* **Provided text**:
- - -
Flexibility
Does static stretching before exercise help or hurt performance?
Static stretching held for 30–60 seconds immediately before exercise reduces explosive force production by 5–8% in the following 5–30 minutes, making it counterproductive before strength or power training, but does not impair aerobic exercise performance and has modest injury prevention evidence for static-loading sports (not for gym training) (Behm & Chaouachi, Br J Sports Med, 2011).
The pre-exercise stretching protocol that has replaced static stretching in evidence-based practice is dynamic warmup (controlled movement through range, similar to the activities about to be performed): leg swings, arm circles, hip hinges, inchworms. Dynamic warmup increases muscle temperature, improves joint lubrication, and activates neuromuscular coordination without the temporary strength reduction that static stretching produces. Static stretching belongs post-exercise (when muscle temperature is highest and the reduction in force production is irrelevant) or in dedicated flexibility sessions.
- - -
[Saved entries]
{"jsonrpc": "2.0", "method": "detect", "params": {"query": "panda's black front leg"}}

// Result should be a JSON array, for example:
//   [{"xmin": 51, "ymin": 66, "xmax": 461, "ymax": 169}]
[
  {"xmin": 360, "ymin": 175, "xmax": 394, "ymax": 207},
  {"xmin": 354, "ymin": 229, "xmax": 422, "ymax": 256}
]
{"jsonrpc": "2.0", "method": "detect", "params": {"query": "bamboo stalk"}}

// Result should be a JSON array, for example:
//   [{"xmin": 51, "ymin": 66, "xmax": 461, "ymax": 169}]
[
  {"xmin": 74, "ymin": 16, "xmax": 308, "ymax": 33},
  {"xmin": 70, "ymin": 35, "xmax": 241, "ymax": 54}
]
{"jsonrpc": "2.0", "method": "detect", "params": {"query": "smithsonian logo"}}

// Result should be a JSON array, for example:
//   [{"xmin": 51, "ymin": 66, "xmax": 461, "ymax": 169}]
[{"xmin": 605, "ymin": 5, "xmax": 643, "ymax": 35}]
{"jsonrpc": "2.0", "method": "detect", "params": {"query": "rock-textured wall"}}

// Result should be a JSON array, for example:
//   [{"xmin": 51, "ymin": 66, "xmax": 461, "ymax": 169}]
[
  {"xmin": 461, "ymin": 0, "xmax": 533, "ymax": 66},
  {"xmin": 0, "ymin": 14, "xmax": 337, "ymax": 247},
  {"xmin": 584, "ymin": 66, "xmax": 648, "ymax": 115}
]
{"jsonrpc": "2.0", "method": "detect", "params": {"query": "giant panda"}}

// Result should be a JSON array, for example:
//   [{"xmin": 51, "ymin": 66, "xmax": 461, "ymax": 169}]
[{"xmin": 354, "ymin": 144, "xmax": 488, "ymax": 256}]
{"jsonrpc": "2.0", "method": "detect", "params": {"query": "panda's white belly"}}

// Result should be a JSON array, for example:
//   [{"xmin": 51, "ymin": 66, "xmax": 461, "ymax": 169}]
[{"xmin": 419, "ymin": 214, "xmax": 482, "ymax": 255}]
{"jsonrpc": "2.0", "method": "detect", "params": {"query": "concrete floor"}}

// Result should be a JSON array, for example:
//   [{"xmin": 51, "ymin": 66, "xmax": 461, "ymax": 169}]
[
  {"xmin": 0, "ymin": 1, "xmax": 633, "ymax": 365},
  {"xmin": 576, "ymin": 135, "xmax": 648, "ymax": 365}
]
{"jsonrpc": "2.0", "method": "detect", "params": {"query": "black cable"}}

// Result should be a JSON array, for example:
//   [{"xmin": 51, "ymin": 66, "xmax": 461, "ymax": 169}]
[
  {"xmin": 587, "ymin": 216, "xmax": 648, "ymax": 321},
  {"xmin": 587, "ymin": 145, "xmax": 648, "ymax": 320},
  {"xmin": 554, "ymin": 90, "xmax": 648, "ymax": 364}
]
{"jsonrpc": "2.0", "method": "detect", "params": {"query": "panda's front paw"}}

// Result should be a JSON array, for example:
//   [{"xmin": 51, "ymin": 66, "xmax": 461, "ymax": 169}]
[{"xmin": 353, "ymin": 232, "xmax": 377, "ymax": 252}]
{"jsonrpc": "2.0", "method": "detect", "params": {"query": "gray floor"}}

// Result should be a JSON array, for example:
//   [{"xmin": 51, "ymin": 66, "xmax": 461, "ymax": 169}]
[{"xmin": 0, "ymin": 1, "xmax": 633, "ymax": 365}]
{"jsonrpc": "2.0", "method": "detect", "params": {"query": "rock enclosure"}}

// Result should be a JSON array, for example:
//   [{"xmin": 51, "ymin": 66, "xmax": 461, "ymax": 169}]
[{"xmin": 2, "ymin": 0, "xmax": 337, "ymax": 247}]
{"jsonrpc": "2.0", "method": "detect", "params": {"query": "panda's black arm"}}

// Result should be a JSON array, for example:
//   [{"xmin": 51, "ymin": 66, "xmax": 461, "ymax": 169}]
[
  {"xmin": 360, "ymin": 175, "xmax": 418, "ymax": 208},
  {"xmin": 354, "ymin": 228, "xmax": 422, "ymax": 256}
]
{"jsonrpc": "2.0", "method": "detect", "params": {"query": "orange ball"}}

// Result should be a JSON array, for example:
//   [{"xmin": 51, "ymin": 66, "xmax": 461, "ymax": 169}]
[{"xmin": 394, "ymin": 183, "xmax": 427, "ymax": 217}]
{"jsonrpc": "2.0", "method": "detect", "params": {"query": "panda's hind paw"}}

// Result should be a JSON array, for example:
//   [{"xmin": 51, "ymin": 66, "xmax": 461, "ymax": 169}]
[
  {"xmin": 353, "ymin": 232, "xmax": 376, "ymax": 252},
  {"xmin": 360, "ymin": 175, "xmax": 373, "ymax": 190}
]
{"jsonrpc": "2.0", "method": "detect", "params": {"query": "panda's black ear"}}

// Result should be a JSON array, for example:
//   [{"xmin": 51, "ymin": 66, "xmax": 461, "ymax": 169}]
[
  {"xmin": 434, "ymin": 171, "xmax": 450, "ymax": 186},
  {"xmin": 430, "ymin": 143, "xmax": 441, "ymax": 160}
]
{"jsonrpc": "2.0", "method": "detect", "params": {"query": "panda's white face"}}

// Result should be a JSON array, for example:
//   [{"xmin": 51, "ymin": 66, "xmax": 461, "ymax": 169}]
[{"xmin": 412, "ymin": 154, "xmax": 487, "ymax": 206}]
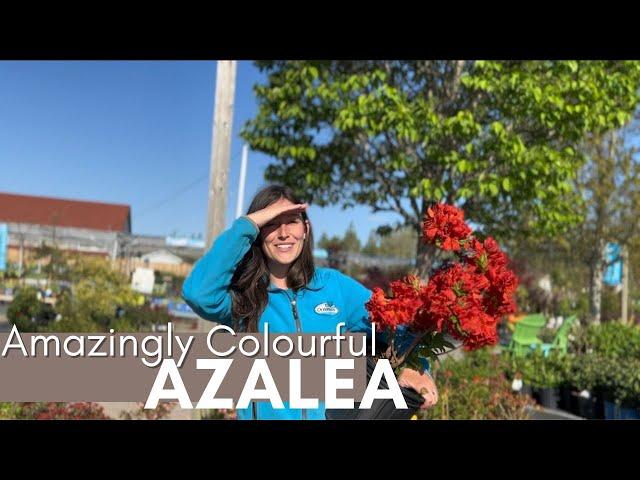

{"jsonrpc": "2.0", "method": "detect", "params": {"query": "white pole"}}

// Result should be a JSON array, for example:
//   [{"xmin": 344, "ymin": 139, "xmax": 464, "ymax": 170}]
[{"xmin": 236, "ymin": 143, "xmax": 249, "ymax": 218}]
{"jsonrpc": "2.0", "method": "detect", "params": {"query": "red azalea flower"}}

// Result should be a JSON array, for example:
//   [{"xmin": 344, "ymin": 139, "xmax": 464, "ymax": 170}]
[{"xmin": 422, "ymin": 203, "xmax": 471, "ymax": 252}]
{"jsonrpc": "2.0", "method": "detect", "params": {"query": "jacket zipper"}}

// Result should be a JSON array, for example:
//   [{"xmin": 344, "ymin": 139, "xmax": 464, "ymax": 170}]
[{"xmin": 287, "ymin": 292, "xmax": 307, "ymax": 420}]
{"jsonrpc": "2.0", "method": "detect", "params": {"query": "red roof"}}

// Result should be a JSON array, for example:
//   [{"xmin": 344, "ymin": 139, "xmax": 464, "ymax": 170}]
[{"xmin": 0, "ymin": 193, "xmax": 131, "ymax": 233}]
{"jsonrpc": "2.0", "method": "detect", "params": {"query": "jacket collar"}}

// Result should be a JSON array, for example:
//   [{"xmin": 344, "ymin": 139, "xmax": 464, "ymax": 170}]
[{"xmin": 267, "ymin": 268, "xmax": 325, "ymax": 292}]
- - -
* **Task requirements**: Write what comes next in the text on stretching before exercise, picking up after its final sentence.

* **Response box**:
Honesty Scale: Solid (1) for static stretching reducing acute explosive performance. Solid (1) for dynamic warmup as the pre-exercise preparation standard.
What to do: Before lifting or sprinting: 5–10 minutes dynamic warmup only. Before zone 2 running: a 5-minute brisk walk warm-up is sufficient, no stretching required. After training: 10 minutes of static stretching (held 30–45 seconds per position) is beneficial for flexibility development and recovery.